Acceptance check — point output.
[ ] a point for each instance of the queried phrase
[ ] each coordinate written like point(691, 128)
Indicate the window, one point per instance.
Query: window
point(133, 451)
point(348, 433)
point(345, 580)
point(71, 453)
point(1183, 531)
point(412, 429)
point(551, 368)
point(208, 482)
┄┄┄┄┄┄┄┄┄┄
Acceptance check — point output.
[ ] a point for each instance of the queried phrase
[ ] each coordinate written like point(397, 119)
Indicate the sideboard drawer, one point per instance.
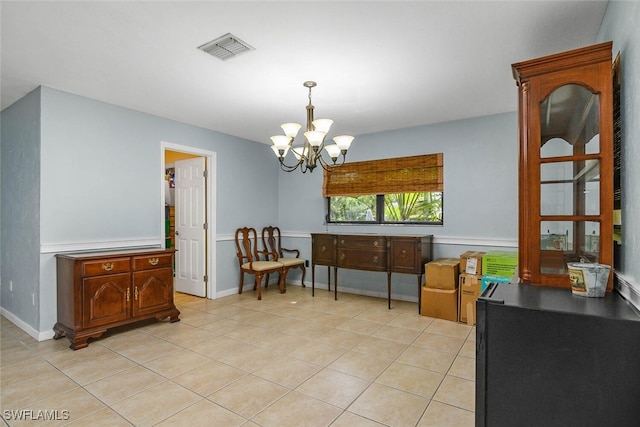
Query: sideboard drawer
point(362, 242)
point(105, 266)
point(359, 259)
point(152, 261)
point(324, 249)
┄┄┄┄┄┄┄┄┄┄
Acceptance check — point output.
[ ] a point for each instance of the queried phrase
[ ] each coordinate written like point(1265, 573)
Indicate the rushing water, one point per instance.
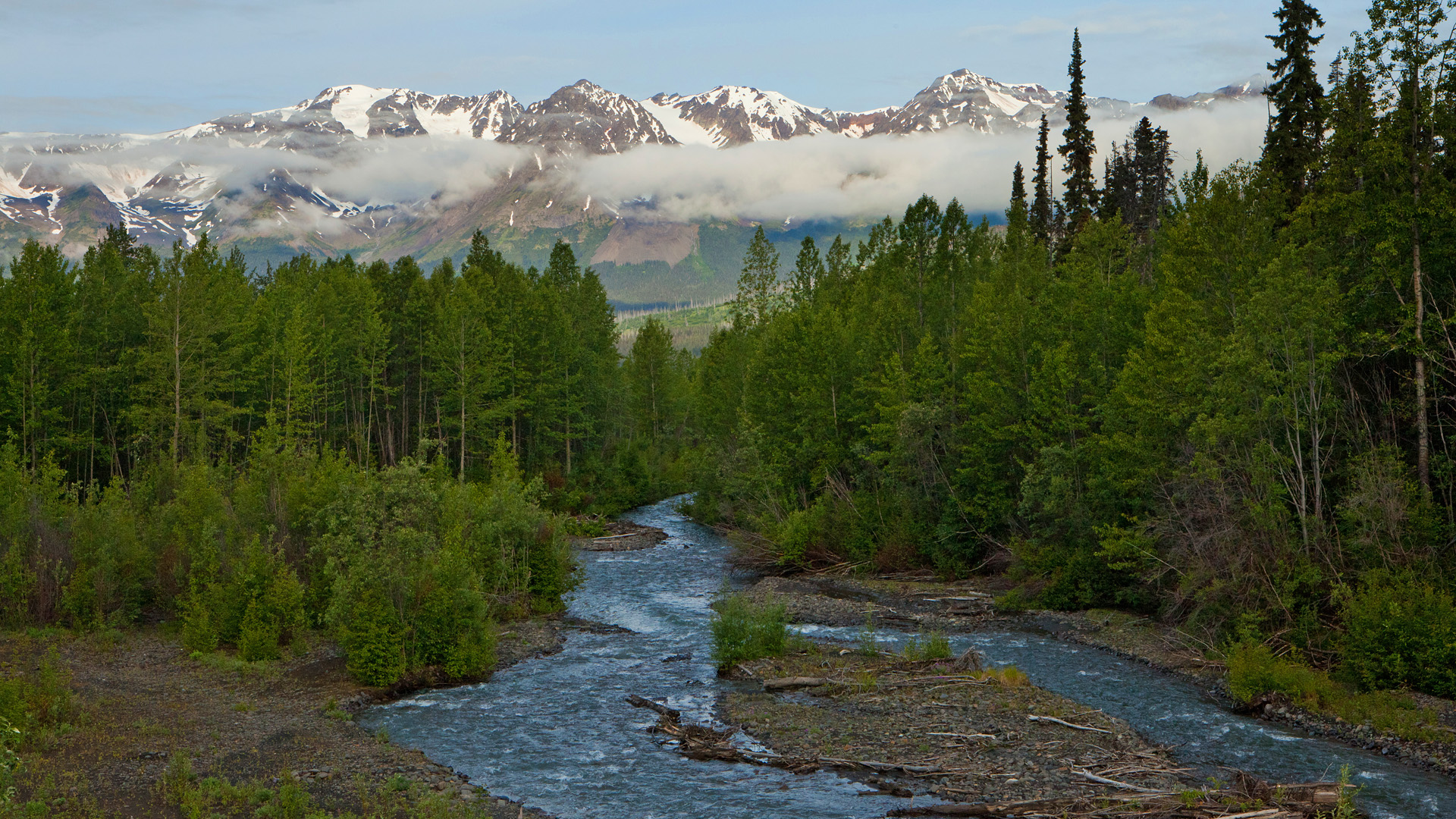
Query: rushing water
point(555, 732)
┄┄┄┄┄┄┄┄┄┄
• THE REQUEST: Pull out each line of the records that contains the string "drawer". Matching is case-sensitive.

• SOLUTION BELOW:
Indicate the sideboard drawer, one point per instance.
Query: sideboard drawer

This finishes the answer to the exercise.